(Position identification records)
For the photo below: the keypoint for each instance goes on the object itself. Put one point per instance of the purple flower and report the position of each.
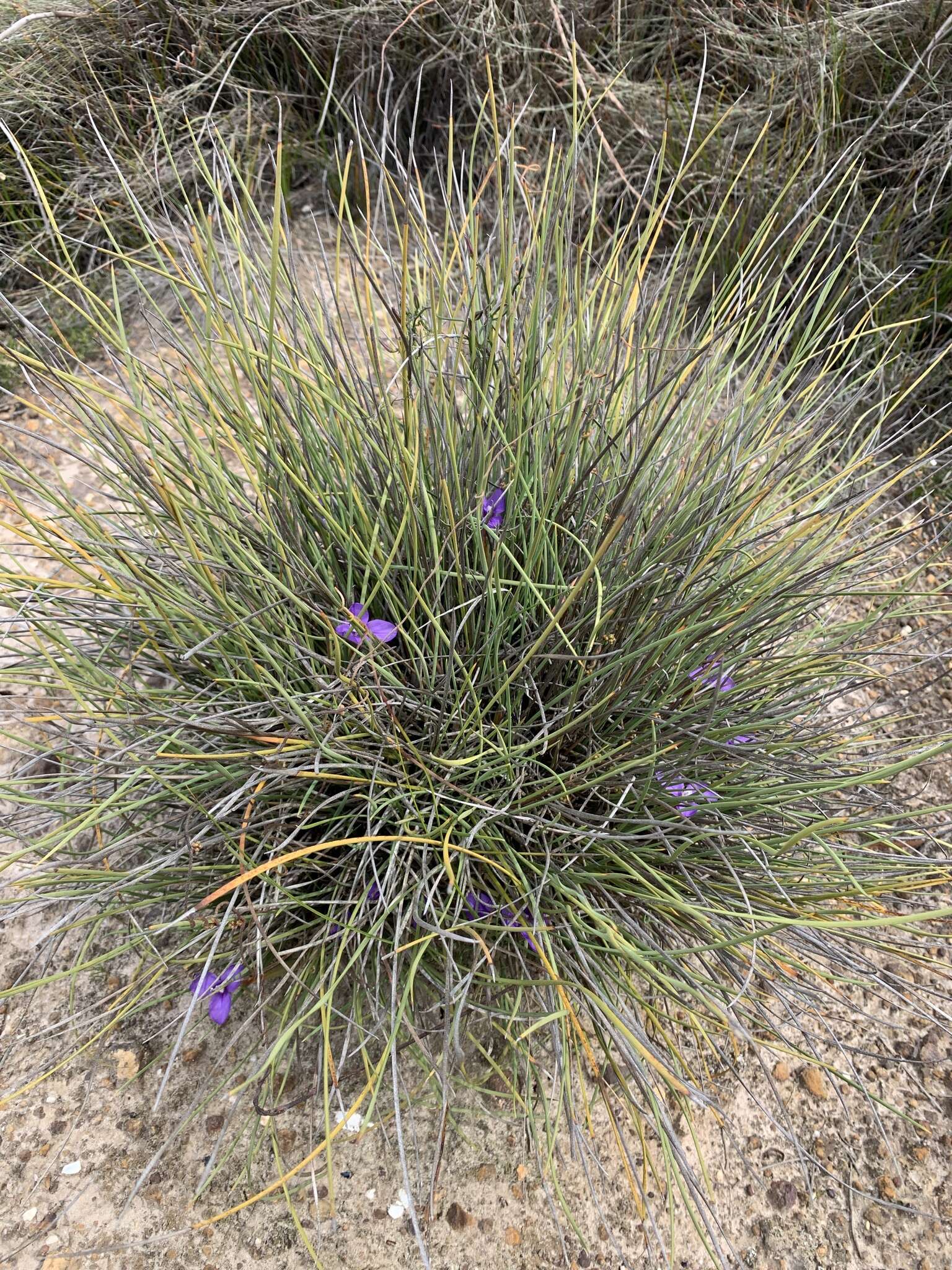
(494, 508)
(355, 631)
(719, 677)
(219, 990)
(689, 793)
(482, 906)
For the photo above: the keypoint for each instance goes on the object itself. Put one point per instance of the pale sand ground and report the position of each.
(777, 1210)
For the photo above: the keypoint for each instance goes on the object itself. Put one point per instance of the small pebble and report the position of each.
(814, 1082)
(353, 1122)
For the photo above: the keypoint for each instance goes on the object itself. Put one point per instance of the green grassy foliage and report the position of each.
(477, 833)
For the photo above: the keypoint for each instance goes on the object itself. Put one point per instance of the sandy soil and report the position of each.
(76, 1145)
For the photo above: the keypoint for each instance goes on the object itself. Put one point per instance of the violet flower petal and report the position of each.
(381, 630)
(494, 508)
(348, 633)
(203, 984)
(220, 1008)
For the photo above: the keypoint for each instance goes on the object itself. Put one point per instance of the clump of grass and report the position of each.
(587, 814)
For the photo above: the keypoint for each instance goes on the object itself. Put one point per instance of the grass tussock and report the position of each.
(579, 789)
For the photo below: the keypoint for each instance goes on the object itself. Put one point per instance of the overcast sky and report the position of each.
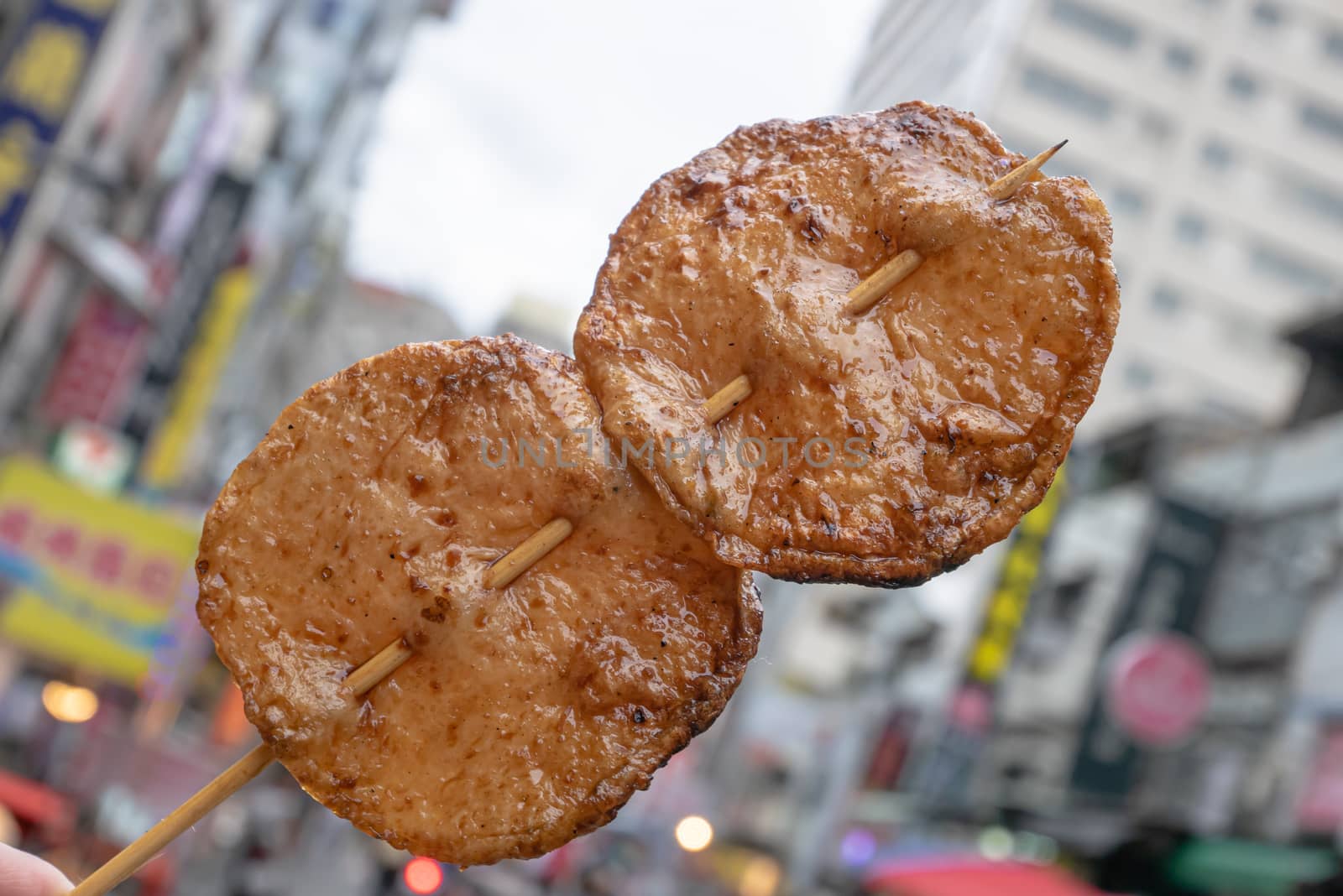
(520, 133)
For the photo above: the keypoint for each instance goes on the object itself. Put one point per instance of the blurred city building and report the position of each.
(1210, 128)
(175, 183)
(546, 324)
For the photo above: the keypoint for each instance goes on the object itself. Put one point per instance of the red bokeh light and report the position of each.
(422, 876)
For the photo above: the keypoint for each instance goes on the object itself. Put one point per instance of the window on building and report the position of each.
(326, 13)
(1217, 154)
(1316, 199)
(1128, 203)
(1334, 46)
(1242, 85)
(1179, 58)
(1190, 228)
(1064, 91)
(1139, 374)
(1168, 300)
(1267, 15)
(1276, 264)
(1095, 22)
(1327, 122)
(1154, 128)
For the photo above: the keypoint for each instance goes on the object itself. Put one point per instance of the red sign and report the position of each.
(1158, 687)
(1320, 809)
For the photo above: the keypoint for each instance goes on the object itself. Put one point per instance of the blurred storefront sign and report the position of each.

Job — Quote the items above verbatim, beginning with the line that contains "petal and report the position of each." and continuing through the end of the records, both ends included. Omit the pictures from your reply.

Final answer —
For the photo above: the keypoint for each instance goes on the object itself. Put one point per instance of the violet flower petal and report the position of each.
(381, 630)
(494, 508)
(348, 633)
(203, 984)
(220, 1008)
For the photo above: the keypoint for each instance goes on the object itself. Put one point per instance of the clump of grass and report the position of each.
(587, 814)
For the photo above: the keypoint for each instance goes on the object itself. Put one point per instance of the grass tussock and report the position of each.
(579, 789)
For the photo below: the keypoint for each instance goes on the object itself. Put one point per instance of the overcast sky and report the position of each.
(520, 133)
For the photo above: the keypoint for each instance goes on the object itself. Put one point per instance of the blurred city building and report the position of each.
(1210, 128)
(175, 183)
(546, 324)
For the photo above: the keypoint for each instance goes on the object itself. Put one point per instance of the red bokeh light and report the position of each.
(422, 876)
For the photo above: the keypoint for each instance goes on the object itself. Put one point per instance of the window on building and report the position of each.
(326, 13)
(1217, 154)
(1316, 199)
(1128, 203)
(1334, 46)
(1242, 85)
(1179, 58)
(1190, 228)
(1064, 91)
(1139, 374)
(1168, 300)
(1267, 15)
(1276, 264)
(1095, 22)
(1327, 122)
(1154, 128)
For the photo above: the keypoint for each instance goes on the object itself. Put one point per instance of the red sign and report the position of each.
(1158, 687)
(1320, 809)
For the photo above: the keypoint for each instance goes on the object itself. Put one point per instance of the blurred storefront sign and report the position of each.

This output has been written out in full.